EXERCISE DIRECTIONS
Could you quote all of the material below word for word, with the pictures left out?

— BEGIN MATERIAL TO PROCESS —

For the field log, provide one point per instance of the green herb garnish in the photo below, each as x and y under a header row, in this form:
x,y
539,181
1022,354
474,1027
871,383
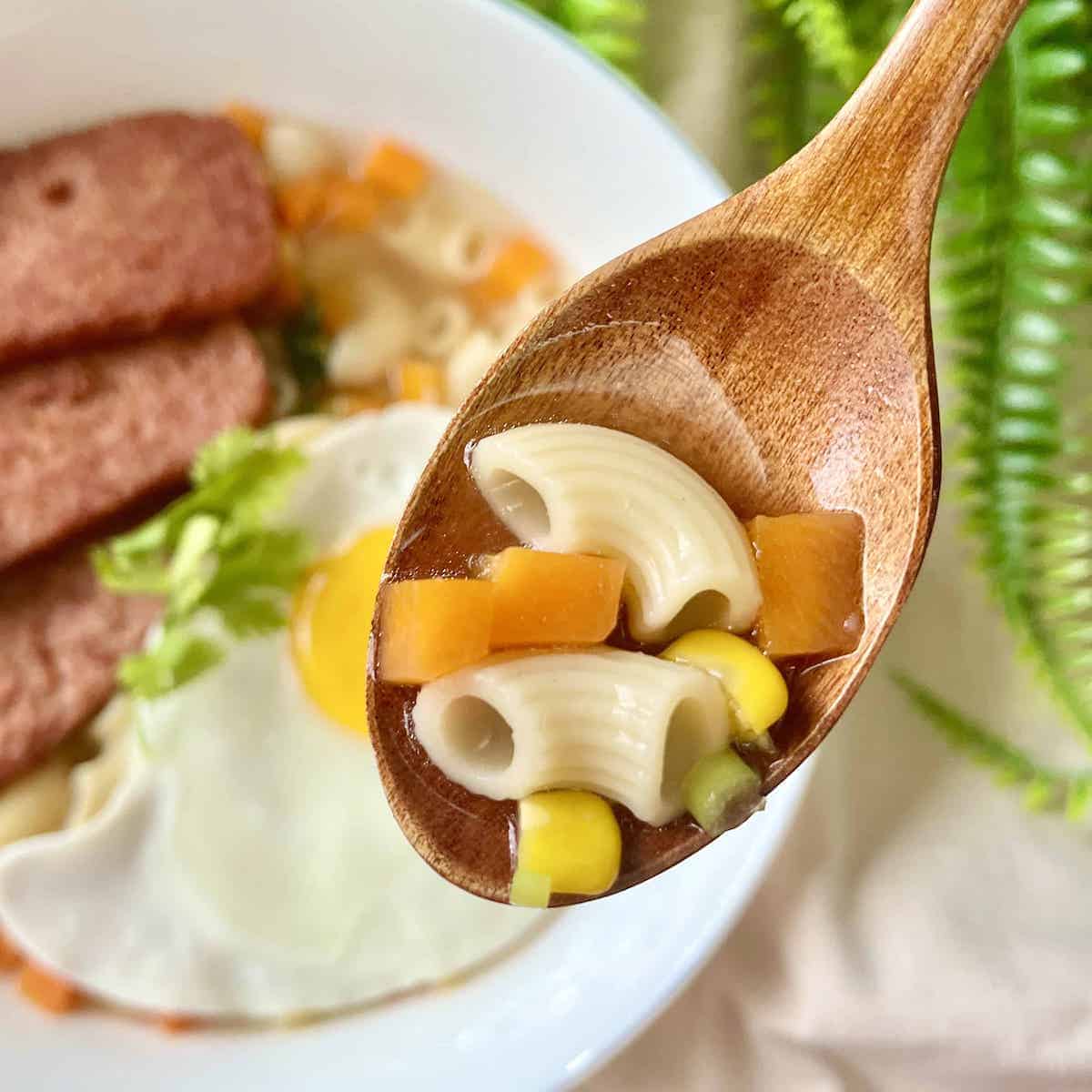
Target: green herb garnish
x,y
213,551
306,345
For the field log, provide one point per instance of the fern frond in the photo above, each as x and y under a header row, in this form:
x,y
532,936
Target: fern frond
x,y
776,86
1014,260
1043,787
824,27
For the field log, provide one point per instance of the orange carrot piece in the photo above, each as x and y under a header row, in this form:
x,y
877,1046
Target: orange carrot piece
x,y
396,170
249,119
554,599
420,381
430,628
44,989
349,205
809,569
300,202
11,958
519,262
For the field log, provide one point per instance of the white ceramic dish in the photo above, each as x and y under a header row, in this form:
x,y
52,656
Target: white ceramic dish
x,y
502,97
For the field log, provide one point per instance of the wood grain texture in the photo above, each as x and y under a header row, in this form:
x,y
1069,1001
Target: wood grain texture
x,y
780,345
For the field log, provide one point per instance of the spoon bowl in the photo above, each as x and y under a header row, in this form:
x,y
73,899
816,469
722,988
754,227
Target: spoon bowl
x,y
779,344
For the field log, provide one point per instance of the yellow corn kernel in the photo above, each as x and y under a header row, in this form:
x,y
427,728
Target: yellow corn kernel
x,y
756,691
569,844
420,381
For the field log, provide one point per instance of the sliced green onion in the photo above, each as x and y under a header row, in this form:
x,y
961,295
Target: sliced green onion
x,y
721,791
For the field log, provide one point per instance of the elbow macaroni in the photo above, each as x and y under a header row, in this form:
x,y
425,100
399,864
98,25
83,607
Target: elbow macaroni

— END MATERIAL TO PROCESS —

RESULT
For the field log, provide one point per instance of the green herb garnish in the photo below, each as x and y under a header row, in this form:
x,y
539,181
1022,354
474,1027
871,383
Target: green herb garnish
x,y
213,551
306,345
For the field log, provide one point per instance of the fern frond in the photo above, each as x and y under a header row, in this form:
x,y
532,936
Target: fern frond
x,y
776,86
1014,260
1043,787
824,27
For the field log, provide one point per instance of the orange carrot piece in the photo above, each as x and y under a header row, in this form:
x,y
877,1046
Target: orange carrot piece
x,y
396,170
249,119
554,599
420,381
430,628
44,989
349,205
809,569
300,202
11,958
519,262
For the field log, provide one point per instance of the white ceramic dish in the photo above, each as x and y under a header row, in this form:
x,y
52,656
Target: white ceramic dish
x,y
502,97
For the field log, provide one point per instance of the wood grain texture in the photo above, each as x and y under a header row, in this form:
x,y
1069,1001
Target: wood grain texture
x,y
780,345
For the field log, provide one point per instance of the spoon bowl in the photo above, each as x and y under a header row, in this form:
x,y
73,899
816,469
722,988
754,227
Target: spoon bowl
x,y
779,344
For the field log, provide one point per instance of the yellow corn kernel in the photo above, each as x and y under a header row, in this form:
x,y
427,728
Target: yellow corn kernel
x,y
756,691
569,844
420,381
For the field log, provide one point per instance of the sliced green onion in the photo above, each as x and y under a header row, in this form:
x,y
961,295
Target: sliced green onion
x,y
721,791
For the field log, provide one point per instance of the elbow macaroni in the photo above, each as x and y under a header row, in this form:
x,y
425,100
399,864
98,25
83,607
Target: elbow macaroni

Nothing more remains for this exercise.